Return every line of the rows below that contains the word "stone", copying each line as it appears.
——
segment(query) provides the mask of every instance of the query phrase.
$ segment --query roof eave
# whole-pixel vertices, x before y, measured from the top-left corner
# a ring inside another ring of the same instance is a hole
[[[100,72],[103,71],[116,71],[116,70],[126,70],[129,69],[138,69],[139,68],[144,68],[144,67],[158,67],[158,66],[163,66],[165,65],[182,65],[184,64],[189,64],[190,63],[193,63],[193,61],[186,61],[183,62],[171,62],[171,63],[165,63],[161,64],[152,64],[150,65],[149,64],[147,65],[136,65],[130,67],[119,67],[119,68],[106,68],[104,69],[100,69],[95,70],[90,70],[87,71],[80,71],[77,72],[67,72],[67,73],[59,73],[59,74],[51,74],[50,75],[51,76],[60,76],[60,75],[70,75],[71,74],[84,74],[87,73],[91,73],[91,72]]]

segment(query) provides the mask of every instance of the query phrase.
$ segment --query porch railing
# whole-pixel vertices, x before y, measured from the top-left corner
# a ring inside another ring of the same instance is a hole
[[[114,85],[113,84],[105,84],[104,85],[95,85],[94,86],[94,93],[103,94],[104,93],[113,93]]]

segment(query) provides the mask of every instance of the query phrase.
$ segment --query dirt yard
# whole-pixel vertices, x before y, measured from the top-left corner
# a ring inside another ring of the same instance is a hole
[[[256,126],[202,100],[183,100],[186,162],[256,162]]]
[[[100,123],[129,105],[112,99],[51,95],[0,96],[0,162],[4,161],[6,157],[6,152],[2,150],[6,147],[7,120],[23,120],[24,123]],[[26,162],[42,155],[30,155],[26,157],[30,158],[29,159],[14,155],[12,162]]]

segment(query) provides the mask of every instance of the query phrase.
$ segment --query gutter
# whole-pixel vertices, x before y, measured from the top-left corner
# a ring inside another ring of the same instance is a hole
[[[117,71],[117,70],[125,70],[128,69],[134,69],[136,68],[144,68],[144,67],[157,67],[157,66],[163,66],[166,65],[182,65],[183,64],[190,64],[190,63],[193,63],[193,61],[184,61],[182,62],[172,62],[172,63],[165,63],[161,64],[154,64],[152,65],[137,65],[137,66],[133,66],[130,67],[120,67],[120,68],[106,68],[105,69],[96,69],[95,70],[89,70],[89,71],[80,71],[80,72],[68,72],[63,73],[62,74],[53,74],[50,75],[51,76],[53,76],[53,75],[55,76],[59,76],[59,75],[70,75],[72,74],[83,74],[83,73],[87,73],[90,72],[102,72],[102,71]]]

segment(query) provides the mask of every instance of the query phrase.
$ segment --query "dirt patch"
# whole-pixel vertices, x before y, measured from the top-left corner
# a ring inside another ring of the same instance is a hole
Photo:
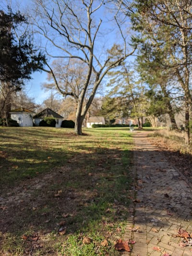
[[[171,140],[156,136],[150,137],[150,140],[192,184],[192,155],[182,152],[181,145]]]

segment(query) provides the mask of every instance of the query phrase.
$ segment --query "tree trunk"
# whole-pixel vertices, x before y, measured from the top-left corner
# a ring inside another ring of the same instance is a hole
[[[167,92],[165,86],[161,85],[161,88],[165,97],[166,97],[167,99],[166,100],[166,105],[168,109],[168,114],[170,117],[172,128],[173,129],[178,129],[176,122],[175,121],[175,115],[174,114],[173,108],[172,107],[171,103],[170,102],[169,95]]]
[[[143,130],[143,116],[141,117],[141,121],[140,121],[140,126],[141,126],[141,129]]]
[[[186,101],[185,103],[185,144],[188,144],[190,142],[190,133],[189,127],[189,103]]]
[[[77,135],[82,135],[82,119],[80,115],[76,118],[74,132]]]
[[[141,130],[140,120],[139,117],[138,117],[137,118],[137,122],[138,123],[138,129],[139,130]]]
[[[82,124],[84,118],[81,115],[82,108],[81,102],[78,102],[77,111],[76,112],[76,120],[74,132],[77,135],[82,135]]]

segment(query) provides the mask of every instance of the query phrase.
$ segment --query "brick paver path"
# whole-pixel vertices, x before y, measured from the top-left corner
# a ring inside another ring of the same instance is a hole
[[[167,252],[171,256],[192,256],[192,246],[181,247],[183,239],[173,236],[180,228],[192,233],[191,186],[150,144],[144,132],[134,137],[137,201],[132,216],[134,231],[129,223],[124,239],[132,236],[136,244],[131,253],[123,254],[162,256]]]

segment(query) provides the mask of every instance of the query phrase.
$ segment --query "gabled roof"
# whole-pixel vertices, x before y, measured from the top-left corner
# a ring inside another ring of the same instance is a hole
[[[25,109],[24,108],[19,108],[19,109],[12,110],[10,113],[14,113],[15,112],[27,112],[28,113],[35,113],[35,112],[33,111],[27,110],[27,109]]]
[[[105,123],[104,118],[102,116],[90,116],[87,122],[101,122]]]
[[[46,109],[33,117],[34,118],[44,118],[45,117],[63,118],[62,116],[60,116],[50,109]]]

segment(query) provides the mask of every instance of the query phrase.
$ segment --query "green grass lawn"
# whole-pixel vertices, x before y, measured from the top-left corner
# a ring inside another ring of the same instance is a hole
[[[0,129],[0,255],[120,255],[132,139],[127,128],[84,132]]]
——
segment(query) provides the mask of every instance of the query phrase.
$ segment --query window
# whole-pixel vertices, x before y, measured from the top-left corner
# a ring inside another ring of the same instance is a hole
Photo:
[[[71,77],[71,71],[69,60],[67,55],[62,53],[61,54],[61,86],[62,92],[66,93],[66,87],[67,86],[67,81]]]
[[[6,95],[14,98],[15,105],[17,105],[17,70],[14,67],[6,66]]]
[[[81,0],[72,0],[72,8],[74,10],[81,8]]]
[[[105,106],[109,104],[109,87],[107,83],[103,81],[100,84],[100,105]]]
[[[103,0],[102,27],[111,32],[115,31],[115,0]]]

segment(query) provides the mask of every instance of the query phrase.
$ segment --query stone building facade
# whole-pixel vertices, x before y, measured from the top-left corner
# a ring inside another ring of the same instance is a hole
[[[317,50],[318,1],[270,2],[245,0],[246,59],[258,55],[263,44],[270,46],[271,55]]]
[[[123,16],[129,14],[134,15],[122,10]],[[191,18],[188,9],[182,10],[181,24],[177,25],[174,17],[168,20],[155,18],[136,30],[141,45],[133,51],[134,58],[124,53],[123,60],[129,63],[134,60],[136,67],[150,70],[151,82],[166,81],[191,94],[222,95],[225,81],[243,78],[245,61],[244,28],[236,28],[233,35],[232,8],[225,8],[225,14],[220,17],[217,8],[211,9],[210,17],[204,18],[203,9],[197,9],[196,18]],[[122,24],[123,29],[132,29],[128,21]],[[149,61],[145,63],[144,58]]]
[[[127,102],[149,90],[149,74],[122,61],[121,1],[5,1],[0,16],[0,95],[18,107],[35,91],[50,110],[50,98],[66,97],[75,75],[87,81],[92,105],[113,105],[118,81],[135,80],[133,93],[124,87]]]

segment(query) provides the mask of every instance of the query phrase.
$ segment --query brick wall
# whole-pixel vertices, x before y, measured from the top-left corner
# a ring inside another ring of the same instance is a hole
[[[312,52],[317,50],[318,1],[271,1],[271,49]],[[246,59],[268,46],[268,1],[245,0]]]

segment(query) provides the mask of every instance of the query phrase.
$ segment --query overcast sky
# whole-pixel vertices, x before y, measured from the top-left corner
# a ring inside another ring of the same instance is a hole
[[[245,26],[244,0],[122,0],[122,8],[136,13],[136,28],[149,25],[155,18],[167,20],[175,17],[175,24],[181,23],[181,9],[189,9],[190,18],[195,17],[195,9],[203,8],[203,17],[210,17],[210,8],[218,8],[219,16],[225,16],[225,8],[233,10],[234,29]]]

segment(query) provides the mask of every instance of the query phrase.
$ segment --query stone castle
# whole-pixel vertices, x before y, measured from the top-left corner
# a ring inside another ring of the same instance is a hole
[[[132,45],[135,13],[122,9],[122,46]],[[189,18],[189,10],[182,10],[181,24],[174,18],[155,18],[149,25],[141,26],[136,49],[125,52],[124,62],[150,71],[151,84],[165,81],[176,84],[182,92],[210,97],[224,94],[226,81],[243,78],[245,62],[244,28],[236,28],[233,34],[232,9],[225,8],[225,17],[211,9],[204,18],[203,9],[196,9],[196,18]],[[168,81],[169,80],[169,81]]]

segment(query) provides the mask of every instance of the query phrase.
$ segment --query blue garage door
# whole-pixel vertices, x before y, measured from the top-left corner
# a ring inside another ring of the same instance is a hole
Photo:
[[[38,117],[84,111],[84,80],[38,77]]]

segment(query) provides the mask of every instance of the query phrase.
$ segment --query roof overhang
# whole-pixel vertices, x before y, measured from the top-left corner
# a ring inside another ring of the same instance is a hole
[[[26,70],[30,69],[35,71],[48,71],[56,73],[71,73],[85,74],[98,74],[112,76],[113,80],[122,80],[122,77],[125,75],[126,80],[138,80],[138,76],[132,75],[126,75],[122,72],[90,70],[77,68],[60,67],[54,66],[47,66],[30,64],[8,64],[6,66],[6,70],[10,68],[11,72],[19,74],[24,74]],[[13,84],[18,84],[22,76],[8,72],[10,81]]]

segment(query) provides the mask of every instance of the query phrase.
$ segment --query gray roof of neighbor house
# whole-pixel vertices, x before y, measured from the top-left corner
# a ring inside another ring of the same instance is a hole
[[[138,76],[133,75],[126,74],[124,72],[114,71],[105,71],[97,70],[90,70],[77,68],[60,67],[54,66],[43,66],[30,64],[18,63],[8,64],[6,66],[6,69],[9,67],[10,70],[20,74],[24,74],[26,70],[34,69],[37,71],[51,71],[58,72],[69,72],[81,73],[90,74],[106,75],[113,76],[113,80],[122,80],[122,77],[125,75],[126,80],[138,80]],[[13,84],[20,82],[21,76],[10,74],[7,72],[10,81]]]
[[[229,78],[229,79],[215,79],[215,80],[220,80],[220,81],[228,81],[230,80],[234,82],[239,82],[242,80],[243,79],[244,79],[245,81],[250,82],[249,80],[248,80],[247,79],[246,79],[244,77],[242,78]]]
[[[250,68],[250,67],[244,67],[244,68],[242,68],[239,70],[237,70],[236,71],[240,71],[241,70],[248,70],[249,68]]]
——
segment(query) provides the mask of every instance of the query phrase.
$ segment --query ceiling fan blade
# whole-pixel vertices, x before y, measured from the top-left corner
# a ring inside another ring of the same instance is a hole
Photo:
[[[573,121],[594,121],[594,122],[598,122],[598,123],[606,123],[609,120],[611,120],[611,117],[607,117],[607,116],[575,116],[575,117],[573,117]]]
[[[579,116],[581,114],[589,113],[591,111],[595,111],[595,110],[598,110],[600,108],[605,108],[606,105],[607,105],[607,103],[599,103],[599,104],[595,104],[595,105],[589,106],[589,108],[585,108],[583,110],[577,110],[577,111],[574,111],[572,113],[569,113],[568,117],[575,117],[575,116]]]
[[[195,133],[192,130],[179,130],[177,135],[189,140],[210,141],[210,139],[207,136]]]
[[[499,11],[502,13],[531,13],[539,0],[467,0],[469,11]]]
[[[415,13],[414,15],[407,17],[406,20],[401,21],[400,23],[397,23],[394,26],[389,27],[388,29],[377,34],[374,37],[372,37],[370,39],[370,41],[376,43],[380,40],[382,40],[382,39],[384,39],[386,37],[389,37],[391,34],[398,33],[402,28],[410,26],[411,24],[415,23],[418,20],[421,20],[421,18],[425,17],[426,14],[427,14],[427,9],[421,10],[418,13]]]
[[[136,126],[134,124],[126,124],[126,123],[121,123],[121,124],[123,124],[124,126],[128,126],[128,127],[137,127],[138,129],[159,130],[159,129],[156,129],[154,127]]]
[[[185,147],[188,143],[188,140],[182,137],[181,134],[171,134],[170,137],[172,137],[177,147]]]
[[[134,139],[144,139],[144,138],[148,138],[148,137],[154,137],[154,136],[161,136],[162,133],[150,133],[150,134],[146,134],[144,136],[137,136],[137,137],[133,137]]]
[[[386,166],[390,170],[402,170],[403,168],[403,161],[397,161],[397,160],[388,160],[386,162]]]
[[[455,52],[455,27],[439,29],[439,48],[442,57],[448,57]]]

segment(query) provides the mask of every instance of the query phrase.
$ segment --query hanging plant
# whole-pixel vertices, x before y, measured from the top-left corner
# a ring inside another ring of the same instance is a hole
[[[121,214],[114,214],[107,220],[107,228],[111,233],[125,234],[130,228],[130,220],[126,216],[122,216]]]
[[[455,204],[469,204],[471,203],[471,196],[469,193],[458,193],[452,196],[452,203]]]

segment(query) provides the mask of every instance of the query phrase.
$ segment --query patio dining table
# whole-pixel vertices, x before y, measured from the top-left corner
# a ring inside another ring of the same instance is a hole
——
> _The answer_:
$ segment --query stone building facade
$ segment --query stone castle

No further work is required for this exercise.